(SUPPLIED MATERIAL begins)

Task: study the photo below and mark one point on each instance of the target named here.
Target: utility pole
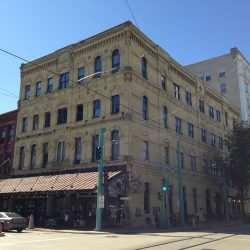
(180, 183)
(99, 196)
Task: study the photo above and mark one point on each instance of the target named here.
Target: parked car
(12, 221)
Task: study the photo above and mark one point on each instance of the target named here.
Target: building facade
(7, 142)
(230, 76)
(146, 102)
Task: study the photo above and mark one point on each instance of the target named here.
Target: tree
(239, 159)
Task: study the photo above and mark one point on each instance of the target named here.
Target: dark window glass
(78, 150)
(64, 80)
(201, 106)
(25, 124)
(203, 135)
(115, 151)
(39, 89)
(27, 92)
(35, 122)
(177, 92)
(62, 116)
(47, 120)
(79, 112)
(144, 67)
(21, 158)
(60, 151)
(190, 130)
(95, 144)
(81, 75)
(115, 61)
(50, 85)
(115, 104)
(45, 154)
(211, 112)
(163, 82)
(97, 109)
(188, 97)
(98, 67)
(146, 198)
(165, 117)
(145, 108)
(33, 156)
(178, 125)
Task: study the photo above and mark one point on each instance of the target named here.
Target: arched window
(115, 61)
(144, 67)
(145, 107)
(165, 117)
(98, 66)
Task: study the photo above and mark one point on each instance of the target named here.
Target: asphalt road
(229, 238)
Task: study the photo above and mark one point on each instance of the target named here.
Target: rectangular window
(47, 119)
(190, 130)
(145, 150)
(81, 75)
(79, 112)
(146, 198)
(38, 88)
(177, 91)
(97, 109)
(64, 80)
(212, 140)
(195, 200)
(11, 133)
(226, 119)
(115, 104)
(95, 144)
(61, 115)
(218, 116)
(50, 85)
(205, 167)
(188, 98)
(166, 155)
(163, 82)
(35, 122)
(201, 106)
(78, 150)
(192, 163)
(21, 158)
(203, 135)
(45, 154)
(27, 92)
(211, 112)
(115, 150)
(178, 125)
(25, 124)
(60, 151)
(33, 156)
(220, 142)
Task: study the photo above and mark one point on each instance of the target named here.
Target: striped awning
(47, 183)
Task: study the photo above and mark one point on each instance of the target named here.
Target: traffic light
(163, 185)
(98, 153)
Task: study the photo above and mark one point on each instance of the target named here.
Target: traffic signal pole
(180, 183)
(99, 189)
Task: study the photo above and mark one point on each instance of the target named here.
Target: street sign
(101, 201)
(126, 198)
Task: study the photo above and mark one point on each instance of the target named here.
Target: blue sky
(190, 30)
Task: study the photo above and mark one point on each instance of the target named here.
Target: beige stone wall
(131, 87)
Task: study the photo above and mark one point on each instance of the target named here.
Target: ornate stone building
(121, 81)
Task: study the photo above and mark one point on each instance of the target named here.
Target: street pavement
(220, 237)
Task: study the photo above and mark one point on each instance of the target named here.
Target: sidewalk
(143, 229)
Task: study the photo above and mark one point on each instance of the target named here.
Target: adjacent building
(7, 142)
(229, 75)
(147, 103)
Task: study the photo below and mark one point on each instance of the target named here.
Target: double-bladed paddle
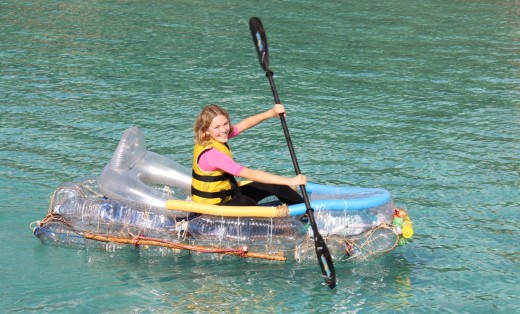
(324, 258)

(SUPPLIED MATERIAL ends)
(SUPPLIED MATERIAL begins)

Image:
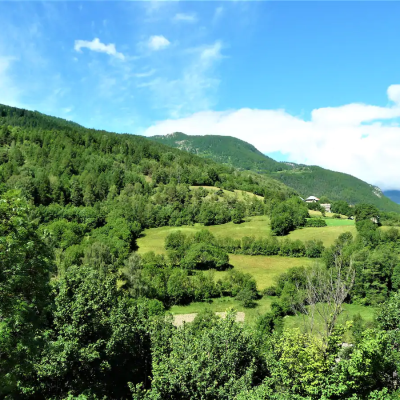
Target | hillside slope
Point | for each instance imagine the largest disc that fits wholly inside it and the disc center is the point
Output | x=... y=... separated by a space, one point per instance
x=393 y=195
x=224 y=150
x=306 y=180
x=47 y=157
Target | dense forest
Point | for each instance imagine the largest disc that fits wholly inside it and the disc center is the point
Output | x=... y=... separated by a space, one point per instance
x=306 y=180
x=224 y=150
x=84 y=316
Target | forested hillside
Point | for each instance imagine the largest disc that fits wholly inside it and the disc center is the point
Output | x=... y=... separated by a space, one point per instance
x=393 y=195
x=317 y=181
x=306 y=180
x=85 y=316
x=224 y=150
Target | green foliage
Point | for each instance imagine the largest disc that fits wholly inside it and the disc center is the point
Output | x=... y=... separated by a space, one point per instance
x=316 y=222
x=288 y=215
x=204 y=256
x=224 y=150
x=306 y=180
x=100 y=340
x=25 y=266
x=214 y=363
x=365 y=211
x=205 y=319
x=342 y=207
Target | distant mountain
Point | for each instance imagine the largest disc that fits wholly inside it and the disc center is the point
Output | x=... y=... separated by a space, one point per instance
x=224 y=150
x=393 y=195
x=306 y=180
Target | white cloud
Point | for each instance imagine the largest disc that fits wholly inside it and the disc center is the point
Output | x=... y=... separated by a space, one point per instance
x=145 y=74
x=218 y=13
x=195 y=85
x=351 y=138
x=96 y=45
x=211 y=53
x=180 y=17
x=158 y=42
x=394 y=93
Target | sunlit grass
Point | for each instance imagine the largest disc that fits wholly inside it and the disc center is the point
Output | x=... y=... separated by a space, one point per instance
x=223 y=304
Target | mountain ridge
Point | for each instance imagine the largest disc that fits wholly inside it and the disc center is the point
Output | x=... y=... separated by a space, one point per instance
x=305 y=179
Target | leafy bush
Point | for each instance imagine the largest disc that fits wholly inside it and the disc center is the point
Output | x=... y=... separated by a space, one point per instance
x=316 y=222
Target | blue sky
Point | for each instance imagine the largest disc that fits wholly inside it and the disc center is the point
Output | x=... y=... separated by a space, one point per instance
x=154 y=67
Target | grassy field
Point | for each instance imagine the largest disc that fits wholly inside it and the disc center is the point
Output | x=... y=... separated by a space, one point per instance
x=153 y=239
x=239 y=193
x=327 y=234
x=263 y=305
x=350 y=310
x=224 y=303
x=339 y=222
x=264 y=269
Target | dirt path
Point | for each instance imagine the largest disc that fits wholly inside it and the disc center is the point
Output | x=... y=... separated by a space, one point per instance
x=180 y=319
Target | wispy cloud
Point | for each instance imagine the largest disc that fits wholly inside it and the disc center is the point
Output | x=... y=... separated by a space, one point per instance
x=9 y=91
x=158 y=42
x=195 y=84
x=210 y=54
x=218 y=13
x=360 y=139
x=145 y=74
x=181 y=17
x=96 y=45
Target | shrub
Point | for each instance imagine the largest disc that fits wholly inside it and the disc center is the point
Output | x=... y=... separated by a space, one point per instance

(SUPPLIED MATERIAL ends)

• **WORK TO BE COMPLETED**
Filter the entries and keep only the lines holding "mountain".

• **WRITTEN SOLUTION**
Target | distant mountain
Target | mountain ridge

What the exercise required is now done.